ALMAS DO OUTRO MUNDO! O PERIGO DAS SUPERSTIÇÕES

Praxedes do Olympo
O Clarim (SP), n. 4, 6 de abril de 1924

Antigamente, costumava-se guardar defuntos, fazendo-lhes rezas durante toda a noite e prolongando-as até o sétimo dia.
Prestava-se aos mortos esse sagrado dever, em todas as cidades e lugarejos.

Quando falecia um pobre qualquer, tais homenagens de gratidão lhe eram prestadas. Agora, com o progresso, que, aos poucos, se vai estendendo à todos os pontos das cidades e lugarejos, pouca gente se utiliza desse ato de caridade e reverência, para com os nossos amigos e parentes, ou mesmo desconhecidos, que, deixando este mundo de misérias e ilusões, vão para outra vida, prestar contas ao Supremo!

Ainda hoje, apesar do grau de adiantamento, guardamos e cumprimos essa tradição.

Pois bem, dessas rezas antigas contam os entendidos inúmeros fatos.

Certa vez disseram no povoado de Samambaia que o Pedrinho, domador destemido e valente, falecera vitimado por um incidente, qual fosse um tombo por terra, motivo por que ficou sem fala, perdendo por muitas horas os sentidos.

Questão 1 >> No artigo sobre as superstições, até que dia se prolongavam as rezas que antigamente se faziam aos defuntos?
Questão 2 >> Devolva sem alterações o trecho do artigo sobre as superstições que começa nas palavras "Ainda hoje, apesar" e termina depois de "horas os sentidos.".

Itens >>

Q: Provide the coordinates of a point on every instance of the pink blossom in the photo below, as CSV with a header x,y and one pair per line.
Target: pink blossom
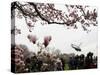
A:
x,y
32,38
47,39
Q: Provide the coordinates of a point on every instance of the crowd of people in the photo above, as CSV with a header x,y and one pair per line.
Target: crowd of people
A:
x,y
42,61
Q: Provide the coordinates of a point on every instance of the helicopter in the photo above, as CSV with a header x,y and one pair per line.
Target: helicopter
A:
x,y
77,48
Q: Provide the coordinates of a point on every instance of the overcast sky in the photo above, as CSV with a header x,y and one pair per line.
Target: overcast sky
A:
x,y
62,38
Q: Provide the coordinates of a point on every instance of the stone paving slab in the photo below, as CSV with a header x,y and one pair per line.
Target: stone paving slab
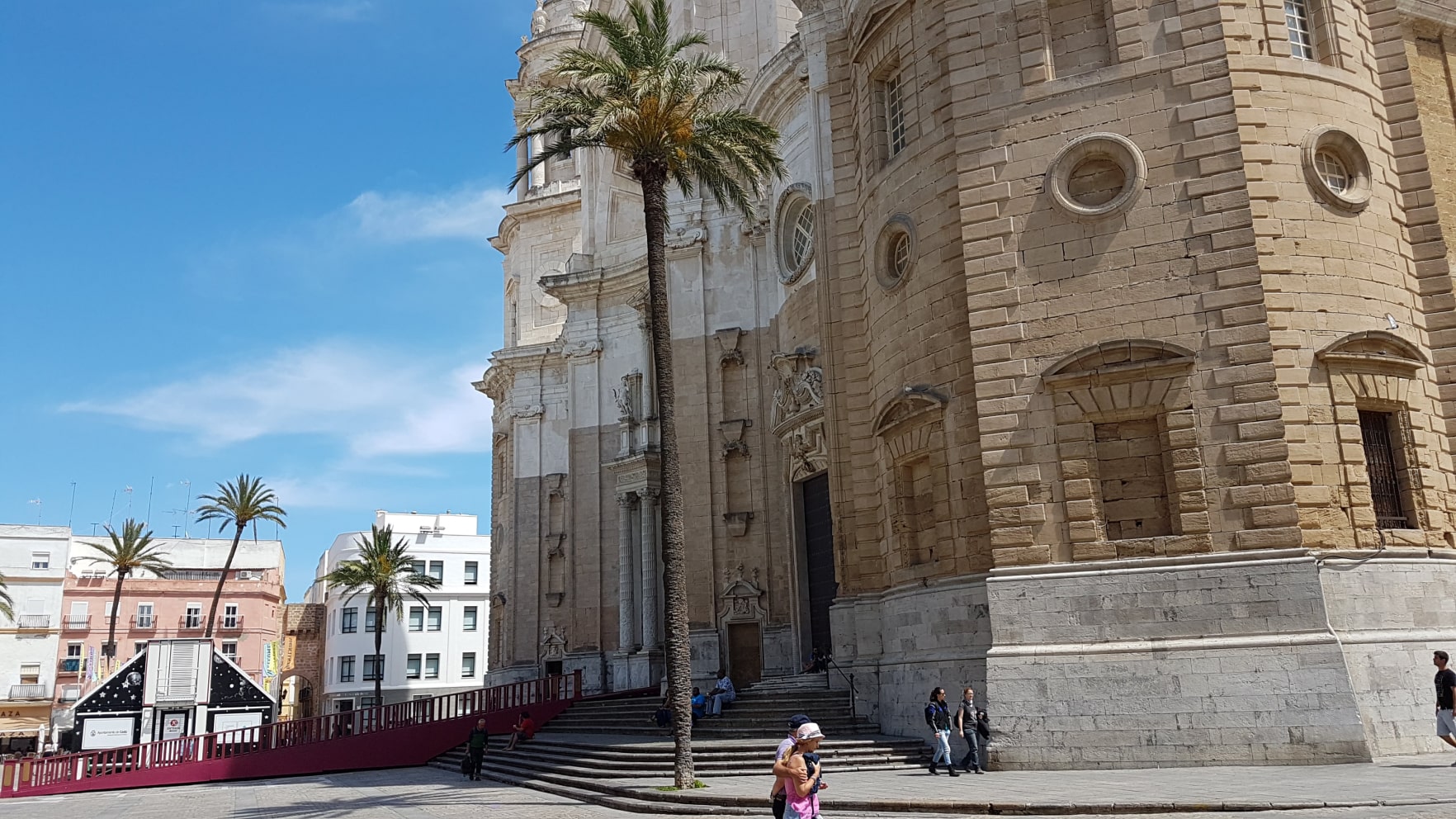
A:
x,y
1400,781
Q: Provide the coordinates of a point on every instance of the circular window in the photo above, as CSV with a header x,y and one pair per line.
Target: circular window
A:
x,y
1097,175
1337,169
796,234
894,251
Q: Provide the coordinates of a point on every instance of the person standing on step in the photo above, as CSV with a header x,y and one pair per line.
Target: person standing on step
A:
x,y
721,695
782,774
476,748
938,716
806,774
1444,700
966,725
522,731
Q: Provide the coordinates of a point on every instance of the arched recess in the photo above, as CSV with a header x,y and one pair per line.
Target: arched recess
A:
x,y
1375,386
910,430
1127,447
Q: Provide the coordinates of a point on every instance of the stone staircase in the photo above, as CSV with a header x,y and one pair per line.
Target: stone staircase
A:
x,y
598,748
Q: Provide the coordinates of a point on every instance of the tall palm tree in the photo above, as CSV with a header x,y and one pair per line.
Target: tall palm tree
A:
x,y
385,571
127,554
238,503
6,604
670,116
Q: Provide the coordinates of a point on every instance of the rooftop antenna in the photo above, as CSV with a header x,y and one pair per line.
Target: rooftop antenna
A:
x,y
187,512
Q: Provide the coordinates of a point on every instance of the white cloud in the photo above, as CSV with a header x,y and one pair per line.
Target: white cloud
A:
x,y
470,213
375,401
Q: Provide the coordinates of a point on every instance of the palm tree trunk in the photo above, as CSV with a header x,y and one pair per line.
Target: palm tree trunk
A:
x,y
211,614
110,649
674,561
379,643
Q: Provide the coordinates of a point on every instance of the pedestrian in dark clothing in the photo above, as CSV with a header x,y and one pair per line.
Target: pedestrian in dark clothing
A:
x,y
1444,700
938,716
966,726
476,745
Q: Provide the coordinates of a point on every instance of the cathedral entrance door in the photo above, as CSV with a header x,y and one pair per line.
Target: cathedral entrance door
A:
x,y
819,542
745,653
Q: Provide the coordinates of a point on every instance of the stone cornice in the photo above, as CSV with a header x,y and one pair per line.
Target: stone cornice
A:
x,y
617,282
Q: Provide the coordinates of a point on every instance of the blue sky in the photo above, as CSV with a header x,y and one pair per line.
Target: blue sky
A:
x,y
251,236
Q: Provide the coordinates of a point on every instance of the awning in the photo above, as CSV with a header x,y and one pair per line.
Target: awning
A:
x,y
24,717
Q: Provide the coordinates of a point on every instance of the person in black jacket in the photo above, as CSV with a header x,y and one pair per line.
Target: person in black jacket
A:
x,y
938,716
476,744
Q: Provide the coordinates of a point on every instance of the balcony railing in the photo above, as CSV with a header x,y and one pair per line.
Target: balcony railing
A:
x,y
31,691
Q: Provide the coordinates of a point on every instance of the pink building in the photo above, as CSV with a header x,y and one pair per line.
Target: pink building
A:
x,y
173,607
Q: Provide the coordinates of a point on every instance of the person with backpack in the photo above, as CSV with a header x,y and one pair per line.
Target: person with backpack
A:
x,y
967,725
938,716
476,750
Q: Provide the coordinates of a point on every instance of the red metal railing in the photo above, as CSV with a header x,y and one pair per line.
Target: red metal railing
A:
x,y
386,736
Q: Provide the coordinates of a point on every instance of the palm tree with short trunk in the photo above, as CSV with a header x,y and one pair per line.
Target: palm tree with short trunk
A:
x,y
6,604
127,554
238,503
385,573
670,111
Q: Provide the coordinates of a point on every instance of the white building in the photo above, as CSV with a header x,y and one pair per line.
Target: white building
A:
x,y
32,560
433,651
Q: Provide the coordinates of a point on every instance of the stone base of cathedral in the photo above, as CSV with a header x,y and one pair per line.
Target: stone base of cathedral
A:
x,y
1236,657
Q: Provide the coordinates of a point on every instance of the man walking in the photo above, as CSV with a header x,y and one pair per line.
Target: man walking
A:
x,y
1444,700
721,695
478,739
966,726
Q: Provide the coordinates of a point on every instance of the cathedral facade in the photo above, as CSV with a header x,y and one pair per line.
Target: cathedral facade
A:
x,y
1094,353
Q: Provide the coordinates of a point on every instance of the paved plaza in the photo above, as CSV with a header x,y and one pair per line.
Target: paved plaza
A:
x,y
427,793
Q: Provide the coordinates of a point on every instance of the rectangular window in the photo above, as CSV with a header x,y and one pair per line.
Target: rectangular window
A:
x,y
1301,41
1383,470
896,112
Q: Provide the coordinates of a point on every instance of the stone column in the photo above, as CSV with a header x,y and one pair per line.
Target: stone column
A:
x,y
650,573
626,602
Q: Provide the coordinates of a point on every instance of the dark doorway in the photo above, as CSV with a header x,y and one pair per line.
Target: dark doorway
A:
x,y
819,542
745,653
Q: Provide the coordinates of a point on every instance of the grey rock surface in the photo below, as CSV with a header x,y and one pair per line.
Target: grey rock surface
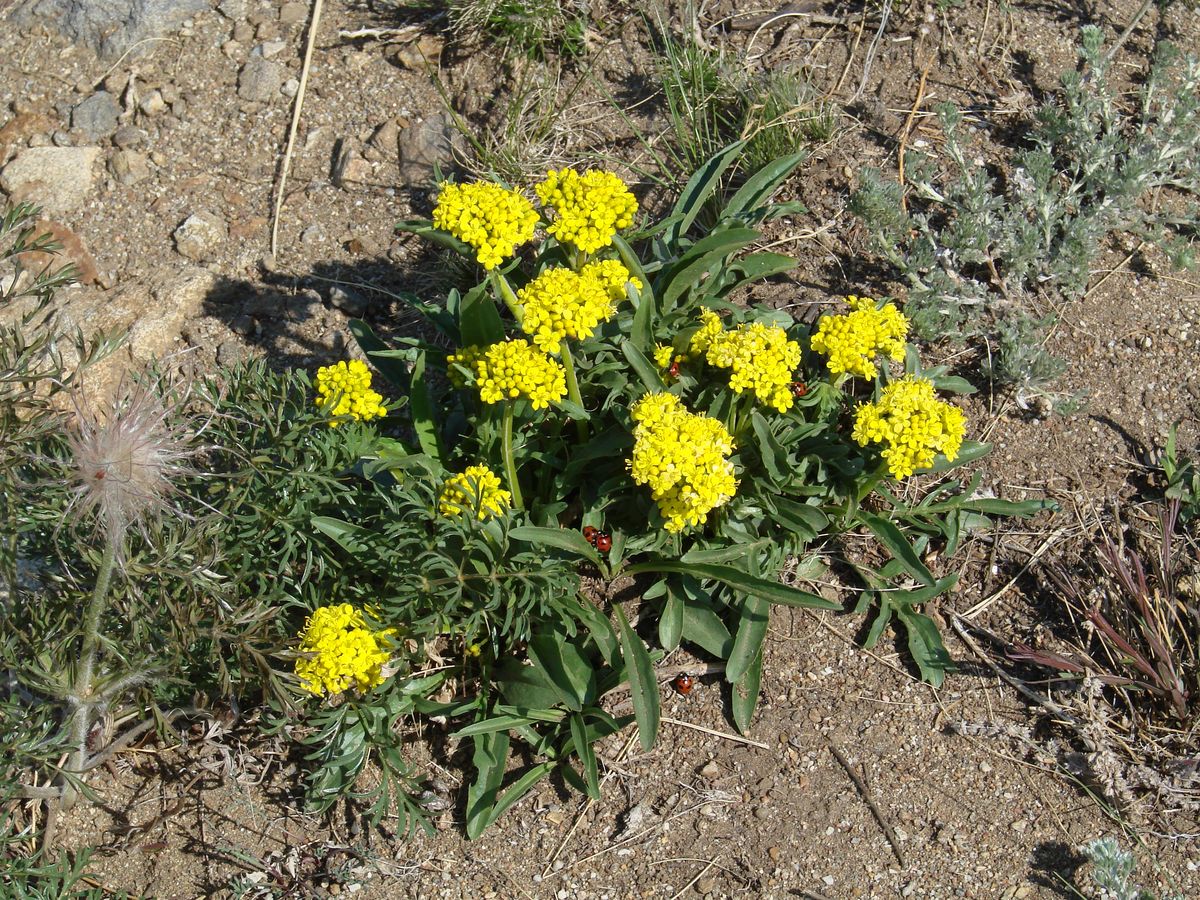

Resposta completa 1 >> Até o sétimo dia.

Resposta completa 2 >>
Ainda hoje, apesar do grau de adiantamento, guardamos e cumprimos essa tradição.

Pois bem, dessas rezas antigas contam os entendidos inúmeros fatos.

Certa vez disseram no povoado de Samambaia que o Pedrinho, domador destemido e valente, falecera vitimado por um incidente, qual fosse um tombo por terra, motivo por que ficou sem fala, perdendo por muitas horas os sentidos.